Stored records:
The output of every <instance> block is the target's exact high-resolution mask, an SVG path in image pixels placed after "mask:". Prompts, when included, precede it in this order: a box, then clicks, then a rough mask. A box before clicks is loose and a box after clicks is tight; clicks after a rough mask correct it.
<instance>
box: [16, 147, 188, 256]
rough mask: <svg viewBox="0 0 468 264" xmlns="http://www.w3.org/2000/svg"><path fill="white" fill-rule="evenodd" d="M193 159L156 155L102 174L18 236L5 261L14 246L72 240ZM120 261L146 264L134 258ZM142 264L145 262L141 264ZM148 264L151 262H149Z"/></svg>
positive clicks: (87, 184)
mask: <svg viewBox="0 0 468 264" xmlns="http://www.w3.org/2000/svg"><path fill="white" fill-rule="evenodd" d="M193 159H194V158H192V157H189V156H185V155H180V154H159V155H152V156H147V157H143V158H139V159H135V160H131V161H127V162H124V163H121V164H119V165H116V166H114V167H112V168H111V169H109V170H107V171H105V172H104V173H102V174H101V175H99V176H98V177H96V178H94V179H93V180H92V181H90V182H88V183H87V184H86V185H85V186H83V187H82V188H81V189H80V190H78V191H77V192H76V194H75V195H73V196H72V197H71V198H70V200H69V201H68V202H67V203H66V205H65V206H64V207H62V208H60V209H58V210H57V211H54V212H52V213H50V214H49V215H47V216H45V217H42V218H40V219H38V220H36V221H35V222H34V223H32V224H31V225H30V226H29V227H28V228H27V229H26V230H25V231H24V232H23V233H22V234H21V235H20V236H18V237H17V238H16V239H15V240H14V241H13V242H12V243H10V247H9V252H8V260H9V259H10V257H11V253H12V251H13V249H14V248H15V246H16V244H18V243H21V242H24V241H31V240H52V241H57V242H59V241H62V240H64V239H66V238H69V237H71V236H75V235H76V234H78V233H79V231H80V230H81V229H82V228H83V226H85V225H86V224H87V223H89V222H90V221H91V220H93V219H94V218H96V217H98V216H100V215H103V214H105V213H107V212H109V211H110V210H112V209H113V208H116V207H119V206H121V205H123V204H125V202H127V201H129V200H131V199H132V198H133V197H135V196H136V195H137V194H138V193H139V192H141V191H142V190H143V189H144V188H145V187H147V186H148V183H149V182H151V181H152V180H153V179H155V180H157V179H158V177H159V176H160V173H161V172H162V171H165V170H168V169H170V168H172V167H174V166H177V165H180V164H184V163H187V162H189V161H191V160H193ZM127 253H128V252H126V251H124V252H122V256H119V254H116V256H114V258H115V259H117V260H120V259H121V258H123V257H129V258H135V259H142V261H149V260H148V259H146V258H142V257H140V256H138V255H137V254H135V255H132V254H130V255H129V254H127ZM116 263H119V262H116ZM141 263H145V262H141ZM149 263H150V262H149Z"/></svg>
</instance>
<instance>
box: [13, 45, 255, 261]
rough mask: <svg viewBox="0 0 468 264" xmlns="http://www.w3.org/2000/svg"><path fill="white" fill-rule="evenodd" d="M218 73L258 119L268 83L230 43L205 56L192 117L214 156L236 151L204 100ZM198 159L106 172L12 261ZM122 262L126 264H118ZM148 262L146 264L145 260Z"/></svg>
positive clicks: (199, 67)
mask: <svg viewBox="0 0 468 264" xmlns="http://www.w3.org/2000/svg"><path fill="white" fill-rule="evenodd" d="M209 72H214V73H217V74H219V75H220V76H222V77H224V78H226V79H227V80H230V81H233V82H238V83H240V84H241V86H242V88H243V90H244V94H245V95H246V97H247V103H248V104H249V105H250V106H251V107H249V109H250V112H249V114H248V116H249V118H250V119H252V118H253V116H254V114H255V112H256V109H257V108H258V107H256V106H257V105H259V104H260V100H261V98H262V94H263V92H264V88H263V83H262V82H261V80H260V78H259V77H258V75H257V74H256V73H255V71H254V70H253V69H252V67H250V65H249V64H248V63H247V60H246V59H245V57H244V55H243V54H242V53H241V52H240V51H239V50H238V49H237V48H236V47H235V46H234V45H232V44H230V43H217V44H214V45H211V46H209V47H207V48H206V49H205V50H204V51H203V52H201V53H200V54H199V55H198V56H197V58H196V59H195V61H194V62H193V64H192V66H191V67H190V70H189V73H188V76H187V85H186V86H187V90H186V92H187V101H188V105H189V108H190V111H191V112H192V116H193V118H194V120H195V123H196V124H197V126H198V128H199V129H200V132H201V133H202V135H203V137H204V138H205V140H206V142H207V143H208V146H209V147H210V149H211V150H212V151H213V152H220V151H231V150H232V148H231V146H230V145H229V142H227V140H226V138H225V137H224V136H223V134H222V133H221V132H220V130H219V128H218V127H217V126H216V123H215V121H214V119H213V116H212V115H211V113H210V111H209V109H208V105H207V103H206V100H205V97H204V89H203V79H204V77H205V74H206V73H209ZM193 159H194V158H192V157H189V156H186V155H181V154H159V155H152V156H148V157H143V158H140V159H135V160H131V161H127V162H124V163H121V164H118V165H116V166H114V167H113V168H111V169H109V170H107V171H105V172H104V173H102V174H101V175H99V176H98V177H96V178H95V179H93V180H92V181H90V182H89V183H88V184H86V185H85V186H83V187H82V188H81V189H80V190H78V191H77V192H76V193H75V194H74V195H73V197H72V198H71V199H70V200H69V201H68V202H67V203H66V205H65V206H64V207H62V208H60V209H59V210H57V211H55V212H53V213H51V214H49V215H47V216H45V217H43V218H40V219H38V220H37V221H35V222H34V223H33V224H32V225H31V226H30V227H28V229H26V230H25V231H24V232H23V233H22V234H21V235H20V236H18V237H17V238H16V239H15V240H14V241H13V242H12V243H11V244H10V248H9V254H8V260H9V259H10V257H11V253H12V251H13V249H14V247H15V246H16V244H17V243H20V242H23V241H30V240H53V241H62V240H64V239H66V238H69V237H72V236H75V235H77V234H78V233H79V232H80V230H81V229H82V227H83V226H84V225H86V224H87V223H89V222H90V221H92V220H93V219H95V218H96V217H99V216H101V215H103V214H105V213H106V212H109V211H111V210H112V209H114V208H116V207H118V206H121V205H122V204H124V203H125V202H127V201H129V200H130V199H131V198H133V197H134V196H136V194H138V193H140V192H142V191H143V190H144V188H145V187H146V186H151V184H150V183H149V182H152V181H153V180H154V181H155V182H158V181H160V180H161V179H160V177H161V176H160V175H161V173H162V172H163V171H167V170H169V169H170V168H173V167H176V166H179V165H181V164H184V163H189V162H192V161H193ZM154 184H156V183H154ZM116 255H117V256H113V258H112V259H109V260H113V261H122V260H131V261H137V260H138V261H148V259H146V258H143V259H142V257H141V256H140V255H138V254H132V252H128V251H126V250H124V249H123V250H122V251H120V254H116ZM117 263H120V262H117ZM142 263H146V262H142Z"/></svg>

Assignment -
Reproduce the listing from the line with "</instance>" up to and including the line with "positive clicks: (199, 67)", substituting "coarse mask" for "rough mask". Leave everything else unchanged.

Output -
</instance>
<instance>
box: [13, 45, 255, 261]
coarse mask: <svg viewBox="0 0 468 264" xmlns="http://www.w3.org/2000/svg"><path fill="white" fill-rule="evenodd" d="M218 73L258 119L268 83L230 43L205 56L192 117L214 156L236 151L204 100ZM198 159L106 172L12 261ZM122 262L126 264H118ZM148 262L146 264L145 260Z"/></svg>
positive clicks: (199, 67)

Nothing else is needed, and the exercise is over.